[EXCERPTED TEXT]
Anthony PERRI (also known as Anthony Marino), Plaintiff-Appellant, v. UNITED STATES, Defendant-Appellee.
The appellant seeks to recover twenty-five percent of the amount the government received upon the forfeiture of property owned by a defendant in a criminal case, based upon the information and assistance he provided to the government in developing the case. He contends that 28 U.S.C. § 524(c)(1)(B), which created the Department of Justice Assets Forfeiture Fund and authorized the Attorney General to make specified payments from the Fund, entitled him to the amount he seeks, and that in any event he was entitled to recover that amount on the basis of quantum meruit. The Court of Federal Claims rejected both theories and granted the government summary judgment dismissing the appellant's complaint. We affirm.
A. The facts alleged in the appellant Anthony Perri's second amended complaint may be summarized as follows:
In 1989, Perri agreed to assist two FBI special agents of the Organized Crime Strike Force in Las Vegas, Nevada in conducting a “sting” operation that would involve members of the New York Columbo organized crime family in money laundering. With Perri's assistance, the “sting” was successful. It resulted in the indictment of Columbo family members on drug and money laundering charges. As part of a plea agreement, one of the defendants agreed to the forfeiture of a horse farm he owned on Long Island, New York. The government received $5,600,000 upon the sale of the farm. Perri alleged that the special agents promised him that, in return for his assistance, the government would pay him twenty-five percent of whatever it realized from the forfeiture of the horse farm, but the government refused to pay him the $1,400,000 to which he is entitled.

(Coordinate annotation listing)

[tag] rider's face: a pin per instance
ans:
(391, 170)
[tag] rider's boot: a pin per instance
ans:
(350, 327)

[OBJECTIVE]
Answer these questions from the court opinion:
(a) What percentage of the forfeiture proceeds does the appellant seek to recover?
(b) Where was the horse farm that one defendant agreed to forfeit?
(c) How much did the government receive from the sale of the farm?
The listing has no connection to the court opinion.

[SOLUTION]
(a) Twenty-five percent
(b) On Long Island, New York
(c) $5,600,000